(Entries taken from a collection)
-=-=-=-=-

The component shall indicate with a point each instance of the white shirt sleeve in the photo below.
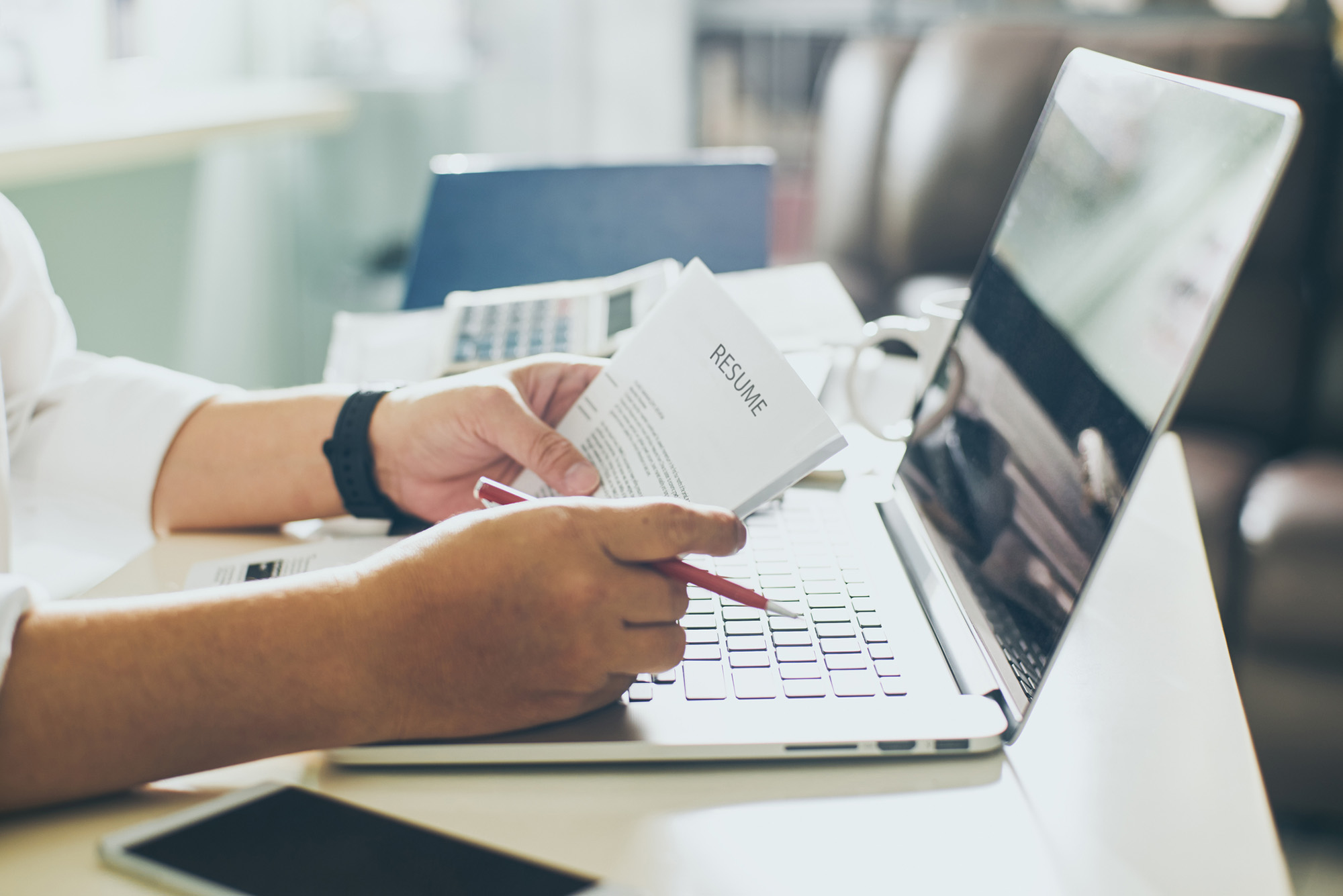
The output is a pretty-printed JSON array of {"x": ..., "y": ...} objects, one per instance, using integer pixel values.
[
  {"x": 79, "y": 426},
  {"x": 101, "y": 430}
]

-=-=-=-=-

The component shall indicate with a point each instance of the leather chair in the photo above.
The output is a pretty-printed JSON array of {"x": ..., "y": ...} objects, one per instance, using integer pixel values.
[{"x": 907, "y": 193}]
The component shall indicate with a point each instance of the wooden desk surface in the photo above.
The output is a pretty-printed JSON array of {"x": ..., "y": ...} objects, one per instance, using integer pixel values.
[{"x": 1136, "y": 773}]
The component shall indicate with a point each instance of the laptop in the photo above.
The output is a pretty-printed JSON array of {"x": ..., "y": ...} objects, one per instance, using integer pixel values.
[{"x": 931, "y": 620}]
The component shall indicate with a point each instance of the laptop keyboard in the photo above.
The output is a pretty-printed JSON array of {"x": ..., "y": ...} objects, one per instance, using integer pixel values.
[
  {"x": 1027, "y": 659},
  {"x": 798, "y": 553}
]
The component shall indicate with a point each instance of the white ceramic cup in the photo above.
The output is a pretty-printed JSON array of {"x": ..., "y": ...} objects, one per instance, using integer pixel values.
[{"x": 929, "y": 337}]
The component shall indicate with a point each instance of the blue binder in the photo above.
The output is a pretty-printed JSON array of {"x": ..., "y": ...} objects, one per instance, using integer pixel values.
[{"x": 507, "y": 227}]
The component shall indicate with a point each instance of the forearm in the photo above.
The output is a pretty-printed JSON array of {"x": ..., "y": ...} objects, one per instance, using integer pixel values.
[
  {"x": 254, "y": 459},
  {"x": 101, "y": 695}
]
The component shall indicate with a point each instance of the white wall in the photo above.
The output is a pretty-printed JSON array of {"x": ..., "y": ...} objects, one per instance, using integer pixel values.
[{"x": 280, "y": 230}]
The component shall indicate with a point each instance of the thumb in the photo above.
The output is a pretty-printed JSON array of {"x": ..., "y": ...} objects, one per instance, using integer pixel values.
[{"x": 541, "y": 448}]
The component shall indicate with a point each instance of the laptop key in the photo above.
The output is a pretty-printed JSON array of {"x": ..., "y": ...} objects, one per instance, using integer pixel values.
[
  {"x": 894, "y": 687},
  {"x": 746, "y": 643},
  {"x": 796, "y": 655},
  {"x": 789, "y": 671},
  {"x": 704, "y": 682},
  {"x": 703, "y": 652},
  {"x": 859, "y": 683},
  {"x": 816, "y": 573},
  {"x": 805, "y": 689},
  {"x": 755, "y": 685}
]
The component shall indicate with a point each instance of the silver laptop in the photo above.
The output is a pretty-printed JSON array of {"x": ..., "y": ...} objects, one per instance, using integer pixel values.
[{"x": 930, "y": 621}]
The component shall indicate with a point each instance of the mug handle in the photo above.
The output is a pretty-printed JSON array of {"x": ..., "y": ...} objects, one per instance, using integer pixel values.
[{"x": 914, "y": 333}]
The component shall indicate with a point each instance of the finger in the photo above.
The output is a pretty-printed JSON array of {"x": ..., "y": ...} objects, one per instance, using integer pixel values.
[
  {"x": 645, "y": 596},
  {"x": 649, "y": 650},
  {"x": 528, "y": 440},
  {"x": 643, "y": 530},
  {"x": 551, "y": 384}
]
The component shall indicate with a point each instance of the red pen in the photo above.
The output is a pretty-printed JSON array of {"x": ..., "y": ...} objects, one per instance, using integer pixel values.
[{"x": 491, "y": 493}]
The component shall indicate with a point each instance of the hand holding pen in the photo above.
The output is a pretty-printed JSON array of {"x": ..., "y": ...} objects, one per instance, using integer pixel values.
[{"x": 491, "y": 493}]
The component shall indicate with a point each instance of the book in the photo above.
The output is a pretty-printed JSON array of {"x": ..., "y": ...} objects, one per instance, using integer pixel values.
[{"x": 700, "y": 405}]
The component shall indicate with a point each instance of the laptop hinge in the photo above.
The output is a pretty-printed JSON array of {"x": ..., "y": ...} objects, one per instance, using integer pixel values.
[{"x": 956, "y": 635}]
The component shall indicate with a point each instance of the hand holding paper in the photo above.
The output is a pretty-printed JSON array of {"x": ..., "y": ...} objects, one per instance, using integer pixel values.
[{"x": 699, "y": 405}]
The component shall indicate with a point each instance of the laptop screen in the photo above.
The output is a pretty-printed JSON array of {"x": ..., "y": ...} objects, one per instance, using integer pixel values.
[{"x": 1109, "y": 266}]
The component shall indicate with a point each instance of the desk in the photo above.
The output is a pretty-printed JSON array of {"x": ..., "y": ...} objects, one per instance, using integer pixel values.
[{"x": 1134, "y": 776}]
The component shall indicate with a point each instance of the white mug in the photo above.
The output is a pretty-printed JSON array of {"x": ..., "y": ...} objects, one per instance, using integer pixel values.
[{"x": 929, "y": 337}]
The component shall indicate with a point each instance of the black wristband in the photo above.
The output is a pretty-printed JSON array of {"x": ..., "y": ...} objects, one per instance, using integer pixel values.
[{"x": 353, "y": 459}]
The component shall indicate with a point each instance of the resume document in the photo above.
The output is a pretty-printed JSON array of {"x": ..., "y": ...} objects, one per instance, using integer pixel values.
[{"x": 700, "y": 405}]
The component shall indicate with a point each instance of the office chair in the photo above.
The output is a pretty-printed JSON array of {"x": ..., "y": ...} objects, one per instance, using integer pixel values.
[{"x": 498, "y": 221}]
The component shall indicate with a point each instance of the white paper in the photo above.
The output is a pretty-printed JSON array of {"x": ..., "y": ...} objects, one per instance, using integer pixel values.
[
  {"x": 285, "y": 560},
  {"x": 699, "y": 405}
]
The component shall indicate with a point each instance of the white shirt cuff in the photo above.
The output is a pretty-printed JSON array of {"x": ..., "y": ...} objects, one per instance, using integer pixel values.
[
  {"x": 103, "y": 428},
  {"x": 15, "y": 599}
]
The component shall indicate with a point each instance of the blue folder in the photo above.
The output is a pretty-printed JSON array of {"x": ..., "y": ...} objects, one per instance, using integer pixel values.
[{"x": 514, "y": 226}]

-=-=-=-=-

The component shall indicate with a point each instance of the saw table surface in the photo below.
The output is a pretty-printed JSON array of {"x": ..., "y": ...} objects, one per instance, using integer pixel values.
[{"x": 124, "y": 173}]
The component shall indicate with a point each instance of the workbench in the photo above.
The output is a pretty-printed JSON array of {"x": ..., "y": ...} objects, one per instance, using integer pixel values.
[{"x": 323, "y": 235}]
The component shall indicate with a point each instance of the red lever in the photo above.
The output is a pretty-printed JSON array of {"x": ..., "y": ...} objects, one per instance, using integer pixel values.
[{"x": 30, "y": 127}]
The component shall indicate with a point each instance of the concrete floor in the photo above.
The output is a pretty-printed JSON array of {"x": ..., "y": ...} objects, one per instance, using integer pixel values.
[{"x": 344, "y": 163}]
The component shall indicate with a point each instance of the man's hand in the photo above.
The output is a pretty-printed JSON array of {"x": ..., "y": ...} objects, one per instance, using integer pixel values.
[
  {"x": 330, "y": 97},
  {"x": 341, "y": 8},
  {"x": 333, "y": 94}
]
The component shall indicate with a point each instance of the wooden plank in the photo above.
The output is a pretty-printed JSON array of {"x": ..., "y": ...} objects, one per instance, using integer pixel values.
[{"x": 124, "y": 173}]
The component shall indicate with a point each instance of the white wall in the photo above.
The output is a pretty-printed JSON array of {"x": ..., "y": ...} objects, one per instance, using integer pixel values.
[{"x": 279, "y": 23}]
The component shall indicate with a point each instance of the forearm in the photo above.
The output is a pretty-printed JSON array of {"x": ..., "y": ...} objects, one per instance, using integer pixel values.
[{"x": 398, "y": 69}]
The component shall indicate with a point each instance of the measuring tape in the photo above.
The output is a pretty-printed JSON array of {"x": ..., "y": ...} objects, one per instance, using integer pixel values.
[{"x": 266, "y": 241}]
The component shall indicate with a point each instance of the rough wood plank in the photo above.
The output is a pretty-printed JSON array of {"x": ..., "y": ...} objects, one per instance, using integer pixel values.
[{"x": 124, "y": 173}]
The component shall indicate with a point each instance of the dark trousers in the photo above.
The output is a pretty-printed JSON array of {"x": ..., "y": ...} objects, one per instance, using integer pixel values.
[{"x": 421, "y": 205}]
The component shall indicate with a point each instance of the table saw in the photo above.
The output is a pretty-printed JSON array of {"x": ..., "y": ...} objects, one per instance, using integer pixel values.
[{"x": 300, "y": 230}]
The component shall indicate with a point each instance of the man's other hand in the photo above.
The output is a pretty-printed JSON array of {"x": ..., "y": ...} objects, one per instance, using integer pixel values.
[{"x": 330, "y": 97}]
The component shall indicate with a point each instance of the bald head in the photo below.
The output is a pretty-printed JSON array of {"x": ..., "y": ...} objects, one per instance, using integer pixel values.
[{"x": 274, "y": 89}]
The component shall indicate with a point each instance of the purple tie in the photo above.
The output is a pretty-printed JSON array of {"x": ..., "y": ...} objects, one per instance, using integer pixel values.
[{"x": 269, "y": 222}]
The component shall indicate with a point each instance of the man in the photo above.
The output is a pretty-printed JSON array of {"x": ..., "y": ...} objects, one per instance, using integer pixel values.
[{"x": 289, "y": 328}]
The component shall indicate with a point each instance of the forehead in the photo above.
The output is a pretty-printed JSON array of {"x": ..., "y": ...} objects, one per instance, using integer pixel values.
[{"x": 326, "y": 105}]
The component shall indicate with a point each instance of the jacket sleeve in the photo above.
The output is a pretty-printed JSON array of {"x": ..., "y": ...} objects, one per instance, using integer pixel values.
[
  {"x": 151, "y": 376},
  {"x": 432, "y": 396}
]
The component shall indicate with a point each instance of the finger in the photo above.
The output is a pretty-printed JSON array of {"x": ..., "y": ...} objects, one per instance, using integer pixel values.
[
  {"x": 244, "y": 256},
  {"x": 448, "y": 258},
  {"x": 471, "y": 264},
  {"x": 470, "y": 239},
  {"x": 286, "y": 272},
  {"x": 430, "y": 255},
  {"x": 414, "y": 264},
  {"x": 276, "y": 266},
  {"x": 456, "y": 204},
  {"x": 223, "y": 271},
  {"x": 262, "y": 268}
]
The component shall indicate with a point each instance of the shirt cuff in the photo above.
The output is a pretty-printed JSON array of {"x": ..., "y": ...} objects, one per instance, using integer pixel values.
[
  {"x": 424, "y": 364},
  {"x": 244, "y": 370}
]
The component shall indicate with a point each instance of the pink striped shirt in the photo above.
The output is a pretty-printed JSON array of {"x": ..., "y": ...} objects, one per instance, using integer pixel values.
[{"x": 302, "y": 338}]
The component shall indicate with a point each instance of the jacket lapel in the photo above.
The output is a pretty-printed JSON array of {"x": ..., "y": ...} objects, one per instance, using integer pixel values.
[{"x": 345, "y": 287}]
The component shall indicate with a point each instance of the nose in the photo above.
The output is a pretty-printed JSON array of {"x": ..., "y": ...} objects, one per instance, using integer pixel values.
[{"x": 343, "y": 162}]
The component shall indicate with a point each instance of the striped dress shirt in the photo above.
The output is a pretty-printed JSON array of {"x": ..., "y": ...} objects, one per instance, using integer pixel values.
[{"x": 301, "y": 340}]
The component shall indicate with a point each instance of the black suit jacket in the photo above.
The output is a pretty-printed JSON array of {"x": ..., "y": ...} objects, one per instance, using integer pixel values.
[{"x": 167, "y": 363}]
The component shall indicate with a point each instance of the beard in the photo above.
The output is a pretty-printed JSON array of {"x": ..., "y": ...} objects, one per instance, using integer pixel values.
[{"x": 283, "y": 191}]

-=-=-=-=-

> _Directions_
Please count the lines in the records above that contain the word "black". Reply with the number only.

> _Written reply_
2